### Given text
2. Mix self-rising and all-purpose flour in equal proportions.   I had a lot of chicken to fry for this batch,  so I used 2 cups of each.

Then I added
1tsp. white pepper,  1tsp. paprika,  1/2 tsp. garlic powder and 1 T. salt.
Mix all this with a whisk in a large bowl.

3.  Set your oven to Bake at 200°.  Line a roasting pan with brown paper and a rack if you have one.  If not, just the paper do.  Put that into the oven.

4. Put about 4 cups of peanut oil into a heavy dutch oven and crank it up.  Give it about 5 minutes to heat up really well.

5. While the oil is heating up, take two or three pieces of chicken
directly from the buttermilk and put them on the seasoned flour.  Lay them down gently, and leave them for a minute, then gently flip them over.  Make sure all parts have been dredged in the flour. Then let it sit for a couple of more minutes to bond.

### Source material
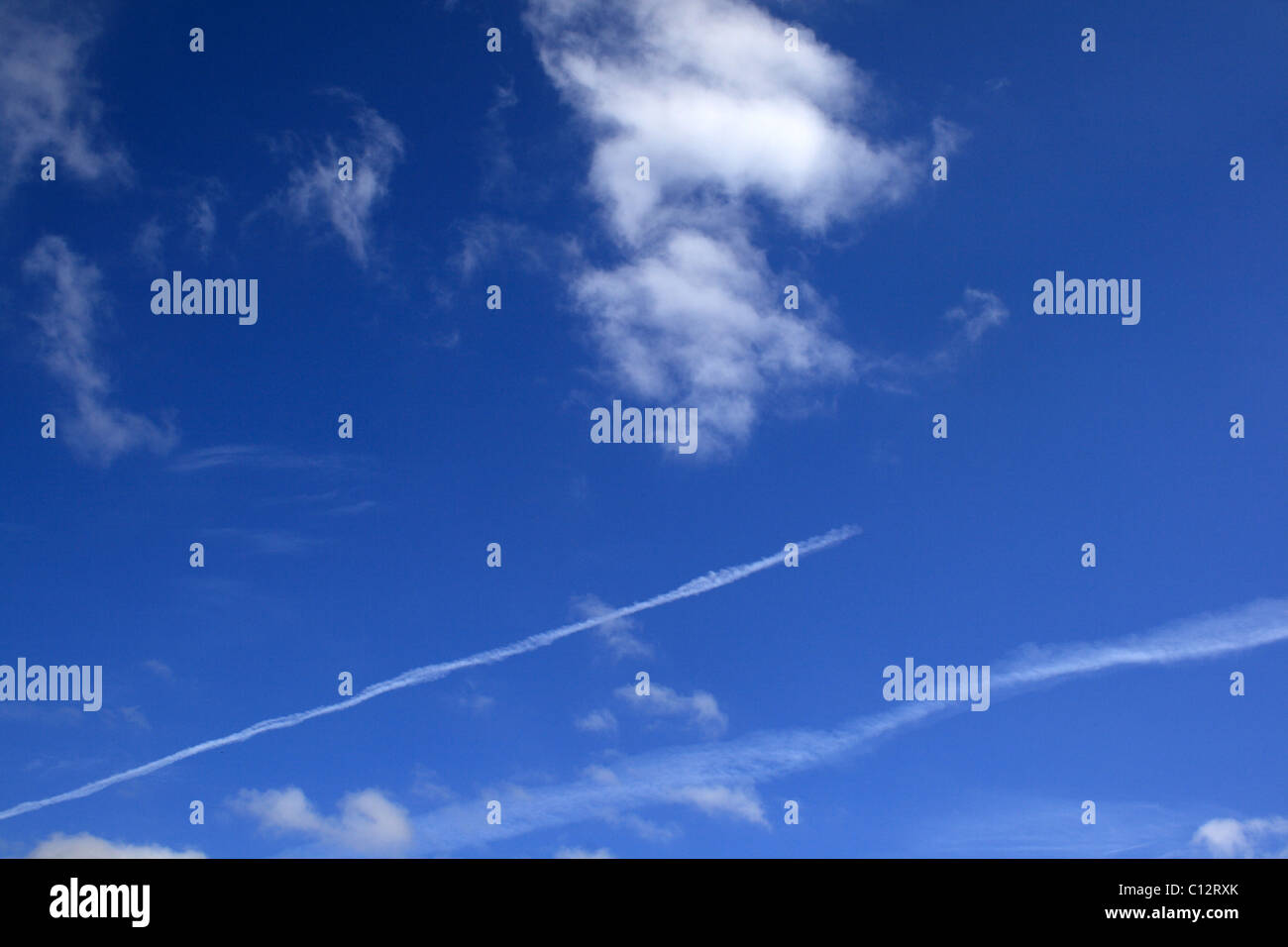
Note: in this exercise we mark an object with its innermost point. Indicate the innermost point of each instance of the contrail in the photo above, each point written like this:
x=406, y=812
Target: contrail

### Parts of the exercise
**1.** For each statement below, say yes or no to whether it agrees with the fried chicken recipe, and quote the recipe's words that decide it. (a) The self-rising and all-purpose flour are used in equal amounts. (b) The oven is set to bake at 350°. (c) The chicken goes into the seasoned flour straight from the buttermilk.
**2.** Write the next part of the fried chicken recipe, picking up after its last sentence.

### Answer list
**1.**
(a) Yes: "Mix self-rising and all-purpose flour in equal proportions."
(b) No: "Set your oven to Bake at 200°."
(c) Yes: "directly from the buttermilk and put them on the seasoned flour."

**2.**
6. When you are convinced that your oil is hot enough (bubbling),  carefully put the (3 or less, never more) pieces of chicken in.  Turn the heat to medium.

7. After about 5 minutes turn them over.

8. When the chicken is dark golden brown all over, (in other words, about 5 more minutes or until it 
looks perfect) take it out and put it into the roasting pan.  Don't worry about pink insides, it's going to cook some more.  But it's not going to get darker, and it will stay crispy.

Continue with the rest of the chicken, and when you are finished, leave the chicken in the oven for at least another hour to make sure it's all
cooked.   If you are nervous about it, check the deepest part of the biggest piece of chicken with an instant read thermometer and see that it's over 165°.  It should be.

This beats KFC.  Any day. 
So, what do you do with the left-over oil?
As well as making a very fine coffee, Chock full o'Nuts makes a dandy old oil receptacle.